SHORT EXERCISE: Rename "object localization engine" to "visual grounding system" everywhere in the items below, and give all the items again with nothing else changed.

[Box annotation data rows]
--- Start ---
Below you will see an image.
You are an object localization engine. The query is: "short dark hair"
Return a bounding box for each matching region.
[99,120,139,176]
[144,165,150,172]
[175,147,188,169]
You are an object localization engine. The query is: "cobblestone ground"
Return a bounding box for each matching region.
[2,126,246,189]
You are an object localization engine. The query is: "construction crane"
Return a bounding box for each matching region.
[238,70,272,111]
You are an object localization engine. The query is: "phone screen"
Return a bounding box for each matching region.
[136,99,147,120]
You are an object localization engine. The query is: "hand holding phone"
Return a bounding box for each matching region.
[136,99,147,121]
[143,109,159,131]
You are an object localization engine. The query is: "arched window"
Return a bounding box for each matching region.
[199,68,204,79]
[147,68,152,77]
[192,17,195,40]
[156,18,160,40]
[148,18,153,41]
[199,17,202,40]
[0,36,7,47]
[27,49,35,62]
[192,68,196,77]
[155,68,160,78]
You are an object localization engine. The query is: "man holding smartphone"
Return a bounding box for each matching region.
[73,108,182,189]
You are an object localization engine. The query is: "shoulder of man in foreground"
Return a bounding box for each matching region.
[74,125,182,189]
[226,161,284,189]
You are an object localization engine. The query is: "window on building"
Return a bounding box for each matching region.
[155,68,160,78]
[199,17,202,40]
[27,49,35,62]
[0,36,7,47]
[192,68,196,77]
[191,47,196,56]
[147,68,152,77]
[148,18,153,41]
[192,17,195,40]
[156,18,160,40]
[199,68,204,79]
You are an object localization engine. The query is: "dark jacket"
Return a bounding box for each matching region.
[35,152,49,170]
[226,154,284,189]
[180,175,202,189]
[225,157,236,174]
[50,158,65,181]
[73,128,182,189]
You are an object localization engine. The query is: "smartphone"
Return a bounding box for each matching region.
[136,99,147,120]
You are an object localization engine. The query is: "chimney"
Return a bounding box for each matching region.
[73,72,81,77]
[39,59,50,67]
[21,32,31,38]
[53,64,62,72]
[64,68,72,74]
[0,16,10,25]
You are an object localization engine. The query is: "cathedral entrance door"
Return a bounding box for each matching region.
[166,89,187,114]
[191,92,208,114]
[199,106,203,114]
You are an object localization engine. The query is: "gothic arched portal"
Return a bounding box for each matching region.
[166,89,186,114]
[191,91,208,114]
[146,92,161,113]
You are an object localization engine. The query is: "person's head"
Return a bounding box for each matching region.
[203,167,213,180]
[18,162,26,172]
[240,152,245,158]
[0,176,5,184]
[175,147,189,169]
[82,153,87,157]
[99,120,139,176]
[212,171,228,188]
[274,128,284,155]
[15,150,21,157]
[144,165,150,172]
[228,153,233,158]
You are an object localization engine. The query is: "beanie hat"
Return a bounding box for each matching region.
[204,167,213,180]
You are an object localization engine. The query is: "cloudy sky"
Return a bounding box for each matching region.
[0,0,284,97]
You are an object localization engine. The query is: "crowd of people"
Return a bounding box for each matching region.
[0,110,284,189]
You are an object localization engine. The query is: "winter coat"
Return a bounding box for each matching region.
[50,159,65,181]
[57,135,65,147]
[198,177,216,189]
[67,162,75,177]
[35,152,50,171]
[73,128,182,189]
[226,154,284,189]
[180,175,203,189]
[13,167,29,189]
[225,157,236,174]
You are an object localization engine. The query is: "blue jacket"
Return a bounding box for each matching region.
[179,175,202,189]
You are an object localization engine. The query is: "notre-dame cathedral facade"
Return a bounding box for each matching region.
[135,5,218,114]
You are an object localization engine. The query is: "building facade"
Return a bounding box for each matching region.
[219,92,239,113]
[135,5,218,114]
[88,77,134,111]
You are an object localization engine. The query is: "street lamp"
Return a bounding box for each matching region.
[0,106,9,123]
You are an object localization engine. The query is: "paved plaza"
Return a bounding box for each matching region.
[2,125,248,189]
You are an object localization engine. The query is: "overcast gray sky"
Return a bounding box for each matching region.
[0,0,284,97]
--- End ---
RESULT OF THE EXERCISE:
Below you will see an image.
You are an visual grounding system. The query is: "short dark hair"
Return a bounding box for each matching region.
[99,120,139,176]
[144,165,150,172]
[175,147,188,169]
You are an visual grounding system. The query is: "cobblestone ground"
Return a bounding box for each matching region.
[2,126,246,189]
You are an visual grounding system. The query is: "construction crane"
Return a bounding box for each matching region.
[238,70,272,111]
You are an visual grounding system. The query is: "phone screen"
Return a bounding box for each matching region.
[136,99,147,120]
You are an visual grounding system. The query is: "hand holding phone"
Return a bounding box for each matching region.
[136,99,147,121]
[143,109,159,131]
You are an visual grounding system. The query is: "arched window"
Return a bounding box for each matching region.
[199,68,204,79]
[147,68,152,77]
[192,17,195,40]
[156,18,160,40]
[148,18,153,41]
[199,17,202,40]
[0,36,7,47]
[27,49,35,62]
[192,68,196,77]
[155,68,160,78]
You are an visual grounding system. The query is: "man holding smartphone"
Return a bounding box for each matching region.
[73,108,182,189]
You are an visual grounding system. The query is: "shoulder of man in foreground"
Return a bounding box for each matching region.
[74,125,182,189]
[226,161,284,189]
You are an visual grounding system. The query is: "window on building"
Return a bounding box for each matching region.
[155,68,160,78]
[199,17,202,40]
[27,49,35,62]
[0,36,7,47]
[192,68,196,77]
[191,47,196,56]
[147,68,152,77]
[148,18,153,41]
[192,17,195,40]
[156,18,160,40]
[199,68,204,79]
You are an visual grounding system. The query is: "dark jacket"
Return a bounding box for each matching region.
[35,152,49,170]
[226,154,284,189]
[180,175,202,189]
[225,157,236,174]
[50,158,65,181]
[73,128,182,189]
You are an visual grounding system. The query is: "smartphone"
Return a bounding box for each matching region.
[136,99,147,120]
You are an visual grounding system. The query is: "chimney"
Return a bounding box for each matching region.
[73,72,81,77]
[39,59,50,67]
[21,32,31,38]
[53,64,62,72]
[64,68,72,74]
[0,16,10,25]
You are an visual grounding system. The query is: "cathedral entrance door"
Return a bounding box for each matching region.
[166,89,187,114]
[191,92,208,114]
[199,106,203,114]
You are an visual grounding system. The query is: "gothic arched portal"
Return a bounding box for each matching region.
[166,89,186,114]
[191,91,208,114]
[146,92,161,113]
You are an visual grounding system. The query is: "person's head"
Return a bounding box for each matching region.
[203,167,213,180]
[18,162,26,172]
[240,152,245,158]
[0,176,5,184]
[175,147,189,169]
[82,153,87,157]
[99,120,139,176]
[212,171,228,188]
[274,128,284,155]
[15,150,21,157]
[144,165,150,172]
[228,153,233,158]
You are an visual grounding system. The query is: "beanie hat"
Return a bounding box for each matching region.
[204,167,213,180]
You are an visual grounding system. The query is: "cloudy sky"
Return a bounding box for each matching region.
[0,0,284,97]
You are an visual grounding system. The query is: "crowd of people"
Return a bounding box for each matching region.
[0,110,284,189]
You are an visual grounding system. The query is: "winter coat"
Return a bounding box for each matching region.
[50,159,65,181]
[57,135,65,147]
[198,177,216,189]
[67,162,75,177]
[35,152,50,171]
[73,128,182,189]
[226,154,284,189]
[180,175,203,189]
[13,167,29,189]
[225,157,236,174]
You are an visual grounding system. The query is: "blue jacket"
Return a bounding box for each matching region.
[179,175,202,189]
You are an visual grounding system. The query is: "notre-dame cathedral facade"
Return a bounding box for each matching region.
[135,5,218,114]
You are an visual grounding system. The query is: "building facade"
Return a bounding box for each matching region.
[219,92,239,113]
[135,5,218,114]
[88,77,134,111]
You are an visual grounding system. The query is: "street lamp"
Return a bounding box for each matching region.
[0,106,9,123]
You are an visual grounding system. The query is: "paved plaza"
Return a bounding box for each matching region.
[2,125,248,189]
You are an visual grounding system. The query is: "overcast gray sky"
Return a bounding box for each matching region.
[0,0,284,97]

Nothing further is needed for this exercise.